───── Supplied records ─────

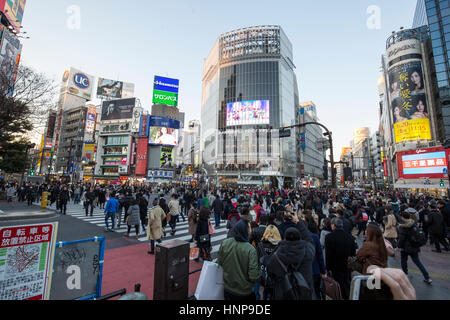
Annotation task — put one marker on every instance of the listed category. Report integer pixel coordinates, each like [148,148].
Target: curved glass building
[249,91]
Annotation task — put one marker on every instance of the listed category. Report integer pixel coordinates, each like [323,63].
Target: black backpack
[417,237]
[292,285]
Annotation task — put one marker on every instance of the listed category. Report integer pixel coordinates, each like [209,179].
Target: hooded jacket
[239,261]
[404,236]
[297,255]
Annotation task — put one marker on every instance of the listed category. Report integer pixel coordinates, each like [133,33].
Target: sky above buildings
[337,46]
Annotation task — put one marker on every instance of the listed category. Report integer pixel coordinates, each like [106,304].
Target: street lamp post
[329,134]
[29,146]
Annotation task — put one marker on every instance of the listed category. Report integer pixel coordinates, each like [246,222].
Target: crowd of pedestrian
[281,243]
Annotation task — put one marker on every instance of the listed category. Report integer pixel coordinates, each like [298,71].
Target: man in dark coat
[217,207]
[296,254]
[347,225]
[89,201]
[407,248]
[446,214]
[291,220]
[339,246]
[64,196]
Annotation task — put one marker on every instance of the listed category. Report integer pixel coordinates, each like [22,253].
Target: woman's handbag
[211,228]
[389,248]
[210,285]
[204,238]
[354,264]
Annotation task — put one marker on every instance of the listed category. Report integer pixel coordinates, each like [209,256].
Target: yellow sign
[415,129]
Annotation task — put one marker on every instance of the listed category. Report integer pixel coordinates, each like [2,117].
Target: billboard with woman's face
[408,99]
[163,131]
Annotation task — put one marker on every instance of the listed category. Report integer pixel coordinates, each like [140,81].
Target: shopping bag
[389,248]
[193,253]
[210,284]
[211,228]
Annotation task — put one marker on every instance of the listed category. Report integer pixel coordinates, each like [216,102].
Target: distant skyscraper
[436,15]
[249,91]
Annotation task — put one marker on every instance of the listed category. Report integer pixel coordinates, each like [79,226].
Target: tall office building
[311,159]
[249,91]
[436,15]
[412,109]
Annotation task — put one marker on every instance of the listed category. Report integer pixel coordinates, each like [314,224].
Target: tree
[25,100]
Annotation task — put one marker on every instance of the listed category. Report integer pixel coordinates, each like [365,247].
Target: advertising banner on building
[113,89]
[248,113]
[90,119]
[77,83]
[26,261]
[163,131]
[118,109]
[51,125]
[141,157]
[13,11]
[165,91]
[135,123]
[88,152]
[166,84]
[422,163]
[409,102]
[144,125]
[10,53]
[166,158]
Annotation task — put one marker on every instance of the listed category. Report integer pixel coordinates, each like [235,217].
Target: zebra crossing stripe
[182,227]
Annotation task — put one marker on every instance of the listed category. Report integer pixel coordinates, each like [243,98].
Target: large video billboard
[422,163]
[165,91]
[166,158]
[113,89]
[13,11]
[409,102]
[248,113]
[163,131]
[118,109]
[10,52]
[77,83]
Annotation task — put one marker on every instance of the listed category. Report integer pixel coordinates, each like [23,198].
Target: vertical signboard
[141,157]
[165,91]
[10,52]
[408,97]
[13,11]
[78,269]
[77,83]
[26,261]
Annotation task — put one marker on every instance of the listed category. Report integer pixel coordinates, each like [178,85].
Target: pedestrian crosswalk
[182,227]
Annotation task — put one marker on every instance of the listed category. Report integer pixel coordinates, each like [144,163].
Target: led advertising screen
[248,113]
[165,91]
[10,52]
[166,158]
[13,11]
[420,163]
[409,102]
[77,83]
[163,131]
[166,84]
[113,89]
[118,109]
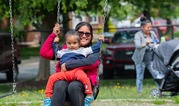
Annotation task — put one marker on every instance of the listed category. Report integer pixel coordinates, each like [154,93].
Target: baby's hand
[101,37]
[56,39]
[56,29]
[63,68]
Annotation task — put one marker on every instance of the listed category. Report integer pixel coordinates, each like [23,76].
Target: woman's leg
[76,93]
[140,68]
[59,93]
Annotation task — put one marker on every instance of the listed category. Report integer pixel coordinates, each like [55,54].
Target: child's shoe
[47,102]
[88,100]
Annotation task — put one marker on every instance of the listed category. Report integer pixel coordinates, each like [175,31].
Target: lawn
[117,90]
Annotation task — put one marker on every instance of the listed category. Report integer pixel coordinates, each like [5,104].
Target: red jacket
[47,53]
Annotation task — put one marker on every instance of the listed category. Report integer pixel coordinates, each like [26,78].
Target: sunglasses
[87,34]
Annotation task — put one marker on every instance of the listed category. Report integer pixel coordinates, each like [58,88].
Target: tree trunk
[65,22]
[44,65]
[169,28]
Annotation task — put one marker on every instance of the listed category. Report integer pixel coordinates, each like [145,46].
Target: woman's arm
[46,50]
[91,59]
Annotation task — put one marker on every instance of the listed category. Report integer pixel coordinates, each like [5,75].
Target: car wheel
[9,74]
[108,74]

─────

• **Required action**: Output all lines above precisely. Pictures are to be left out.

• **Answer below**:
Annotation task — put one marker on every instance of the listed category. Report integer pixel coordinates, each like [148,148].
Target: curved glass building
[249,91]
Annotation task — put one marker on every instance of the listed category. Report integer pixel coordinates, each like [323,63].
Target: black backpack
[417,237]
[292,285]
Annotation task — put one marker on every instance of the listed category. Report integer pixel coordinates, each like [209,179].
Target: hooded jacket
[239,261]
[404,236]
[297,255]
Annotation task — put one marker on every instance of the listed category. Report integer pixel coordinates, each like [133,33].
Target: sky above buildings
[337,46]
Annotation task — put one marker on every instance of the listed category. Report integer pixel coordinates, each like [106,304].
Target: street lamp post
[329,134]
[29,146]
Annotation task — put one marker on every instance of the listed category. Report integer pixel coordinates, each like [246,222].
Target: crowd of pedestrian
[281,243]
Annotation task — put one marker on every instance of the listed category. Report integer pixel coordinates, each like [298,71].
Target: man in dark coat
[217,207]
[296,254]
[347,225]
[89,201]
[407,248]
[446,214]
[291,220]
[339,246]
[64,196]
Annotation task — put one marker on every instance of the listed category. Report integer pixel coordinates, each like [22,253].
Target: woman's handbag
[211,228]
[389,248]
[210,285]
[204,238]
[354,264]
Annotation task — put one marker on every instance of the listed category. Report integer pixel coordinates, each like [209,256].
Target: yellow sign
[415,129]
Annotation task — put one marker on every instance of the listed category. Report integer pixel coordinates, each like [2,117].
Target: billboard with woman's face
[408,99]
[163,131]
Annotation task — put one marker on every instance of the listed category. Report integer pixel coordinates, each like [140,81].
Target: shopping bag
[389,248]
[193,253]
[210,284]
[211,228]
Annotation task — put one marker on every instance of the listed category. Report integer pixel coordinates, each like [216,102].
Target: distant skyscraper
[436,15]
[249,91]
Annotation task — put one marker on every instance of the listed category. Report integer pixel coordinates, each like [79,226].
Target: tall office building
[311,159]
[249,91]
[436,15]
[412,109]
Annotation task — put one marker on every instance of the listed category. Report integer pixel coordinates, each like [314,224].
Target: tree
[25,100]
Annotation task — put one marker on every instance of the listed category. Report integer pixel coordinates, each like [365,247].
Target: advertising banner on building
[113,89]
[248,113]
[90,119]
[77,83]
[26,261]
[163,131]
[118,109]
[51,125]
[141,157]
[13,11]
[165,91]
[135,123]
[88,152]
[166,84]
[422,163]
[409,102]
[144,125]
[10,53]
[166,158]
Annotation task — put one marker on every instance of the listed category. Report integer pixel coordinates, each like [235,217].
Target: zebra crossing stripe
[182,227]
Annotation task — put one marker on every instance of the listed category. Report integer pixel coordinates, each like [243,98].
Target: large video billboard
[422,163]
[165,91]
[166,158]
[113,89]
[13,11]
[409,102]
[248,113]
[163,131]
[118,109]
[10,52]
[77,83]
Annotation task — put one marker on every instance of the listed category. Report integer pixel coordinates, each like [23,198].
Target: vertical signboard
[141,157]
[165,91]
[10,52]
[408,97]
[13,11]
[78,269]
[77,83]
[26,261]
Annotation task — put one marker on every instance of the listed category. Report integer pixel coordinates, each like [178,85].
Target: pedestrian crosswalk
[182,227]
Annotation task — put one marker on every instance of the listed category. Report integer pixel coordinates, each like [144,163].
Target: led advertising screen
[248,113]
[165,91]
[10,52]
[166,158]
[13,11]
[420,163]
[409,102]
[77,83]
[163,131]
[166,84]
[113,89]
[118,109]
Annotation task — put one marker on every instance of the listed category. Report integer pixel coordinates, each like [154,93].
Target: baby's hand
[101,37]
[56,39]
[56,29]
[63,68]
Annotation task — put one marker on every instance of the listed category. Report integer pixel coordinates, each like [23,76].
Target: woman's leg
[76,93]
[140,68]
[59,93]
Annotation task — put one marker on every instance of the listed category. Report integer pixel coordinates, each like [55,54].
Target: child's shoe
[47,102]
[88,100]
Annotation task — put one marker on every instance of the listed category. Report integer pixel coordinates, each like [175,31].
Target: lawn
[117,90]
Annotation task — put one marker on every instance of the listed category. Report integer pixel coordinates, each like [5,104].
Target: red jacket
[47,53]
Annotation task — put one marker on every instance of the listed category. Report integer pixel coordinates, each like [26,78].
Target: sunglasses
[87,34]
Annotation task — put one marker on every instance of the listed category. Report integer pixel coordinates, each like [58,88].
Target: tree trunk
[65,22]
[44,65]
[169,28]
Annotation task — put one marker on every instance of the listed category. Report integer pixel coordinates, each like [145,46].
Target: woman's arm
[46,50]
[91,59]
Annotation task — put one marker on every instance of the listed category. Report integer pixel coordinates, each like [5,75].
Target: car wheel
[9,74]
[108,74]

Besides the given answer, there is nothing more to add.